Auch in Thüringen ist die Bevölkerungs- und Wirtschaftsentwicklung seit 1990 auf regionaler Ebene sehr unterschiedlich verlaufen. Insgesamt verfügt der Freistaat über eine stabile industrielle Basis (BMWi 2014), die aber teilweise als verlängerte Werkbank des Westens fungiert und damit auf anhaltend niedrigen Löhnen aufbaut. Anders als in vielen der übrigen Bundesländer gibt es in Thüringen keine dominierende Metropole, vielmehr bildet die Thüringer Städtekette Gera – Jena – Weimar – Erfurt – Gotha – Eisenach ein „Siedlungsband“ von Ost nach West, das zur Dezentralisierung und Spezialisierung der wirtschaftlichen Entwicklung beiträgt (Dietrich et al. 2011). Beispielsweise ist die Optikindustrie dominierend in Jena (mit Ausläufern in den Ilm-Kreis), in Eisenach ist die Automobilindustrie vorherrschend und in Sonneberg, dem Saale-Orla-Kreis und in Gotha ist vor allem die Kunststoffindustrie anzutreffen.

**Datenauszug**

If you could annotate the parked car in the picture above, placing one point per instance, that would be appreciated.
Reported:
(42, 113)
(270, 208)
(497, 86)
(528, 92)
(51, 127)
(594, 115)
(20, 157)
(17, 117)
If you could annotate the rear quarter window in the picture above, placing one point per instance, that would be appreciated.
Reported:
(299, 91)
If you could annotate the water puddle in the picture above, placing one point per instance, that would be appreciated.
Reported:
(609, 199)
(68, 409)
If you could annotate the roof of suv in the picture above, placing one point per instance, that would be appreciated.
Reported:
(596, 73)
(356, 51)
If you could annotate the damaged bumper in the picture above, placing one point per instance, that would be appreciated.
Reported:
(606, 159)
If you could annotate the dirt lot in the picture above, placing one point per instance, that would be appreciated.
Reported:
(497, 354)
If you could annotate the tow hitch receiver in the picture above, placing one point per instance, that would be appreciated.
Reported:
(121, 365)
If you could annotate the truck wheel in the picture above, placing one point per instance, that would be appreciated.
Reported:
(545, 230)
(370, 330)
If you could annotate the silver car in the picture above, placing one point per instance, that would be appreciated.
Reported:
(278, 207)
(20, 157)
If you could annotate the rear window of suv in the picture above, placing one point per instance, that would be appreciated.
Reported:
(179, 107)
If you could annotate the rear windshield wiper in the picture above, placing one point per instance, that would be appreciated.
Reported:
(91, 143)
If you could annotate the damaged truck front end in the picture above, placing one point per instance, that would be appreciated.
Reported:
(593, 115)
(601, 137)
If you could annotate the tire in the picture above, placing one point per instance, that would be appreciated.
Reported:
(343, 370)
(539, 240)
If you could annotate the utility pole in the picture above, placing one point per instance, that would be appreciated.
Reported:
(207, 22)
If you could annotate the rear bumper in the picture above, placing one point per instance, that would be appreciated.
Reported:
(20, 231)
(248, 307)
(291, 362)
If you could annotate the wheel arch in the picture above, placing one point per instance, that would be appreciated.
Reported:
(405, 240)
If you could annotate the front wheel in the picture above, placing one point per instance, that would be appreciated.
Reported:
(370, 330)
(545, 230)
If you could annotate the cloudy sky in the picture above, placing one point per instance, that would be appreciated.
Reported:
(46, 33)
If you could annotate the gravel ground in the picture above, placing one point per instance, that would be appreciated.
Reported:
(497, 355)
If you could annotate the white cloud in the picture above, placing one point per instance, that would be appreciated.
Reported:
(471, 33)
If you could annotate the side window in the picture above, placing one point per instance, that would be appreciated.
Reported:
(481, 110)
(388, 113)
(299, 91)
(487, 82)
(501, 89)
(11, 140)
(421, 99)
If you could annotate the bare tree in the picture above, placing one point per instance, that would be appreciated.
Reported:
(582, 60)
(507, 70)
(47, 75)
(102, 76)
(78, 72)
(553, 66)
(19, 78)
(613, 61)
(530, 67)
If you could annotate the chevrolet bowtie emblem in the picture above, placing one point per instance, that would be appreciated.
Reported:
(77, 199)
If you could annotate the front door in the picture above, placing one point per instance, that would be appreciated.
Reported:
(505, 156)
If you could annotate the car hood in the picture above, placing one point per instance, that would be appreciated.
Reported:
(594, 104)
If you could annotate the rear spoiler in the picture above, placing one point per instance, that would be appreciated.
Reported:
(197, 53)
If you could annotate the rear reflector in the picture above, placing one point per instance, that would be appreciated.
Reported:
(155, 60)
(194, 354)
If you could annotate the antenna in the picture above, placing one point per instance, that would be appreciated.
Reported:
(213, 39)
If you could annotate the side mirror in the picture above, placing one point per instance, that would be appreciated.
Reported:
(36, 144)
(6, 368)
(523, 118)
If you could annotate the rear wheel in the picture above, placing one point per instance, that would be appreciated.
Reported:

**Aufgabenstellung**
Gib den Textauszug über die Entwicklung Thüringens vollständig und Wort für Wort wieder. Die Zeilen sind eigenständiges Material und gehören nicht zum Textauszug.

**Ergebnis**
Auch in Thüringen ist die Bevölkerungs- und Wirtschaftsentwicklung seit 1990 auf regionaler Ebene sehr unterschiedlich verlaufen. Insgesamt verfügt der Freistaat über eine stabile industrielle Basis (BMWi 2014), die aber teilweise als verlängerte Werkbank des Westens fungiert und damit auf anhaltend niedrigen Löhnen aufbaut. Anders als in vielen der übrigen Bundesländer gibt es in Thüringen keine dominierende Metropole, vielmehr bildet die Thüringer Städtekette Gera – Jena – Weimar – Erfurt – Gotha – Eisenach ein „Siedlungsband“ von Ost nach West, das zur Dezentralisierung und Spezialisierung der wirtschaftlichen Entwicklung beiträgt (Dietrich et al. 2011). Beispielsweise ist die Optikindustrie dominierend in Jena (mit Ausläufern in den Ilm-Kreis), in Eisenach ist die Automobilindustrie vorherrschend und in Sonneberg, dem Saale-Orla-Kreis und in Gotha ist vor allem die Kunststoffindustrie anzutreffen.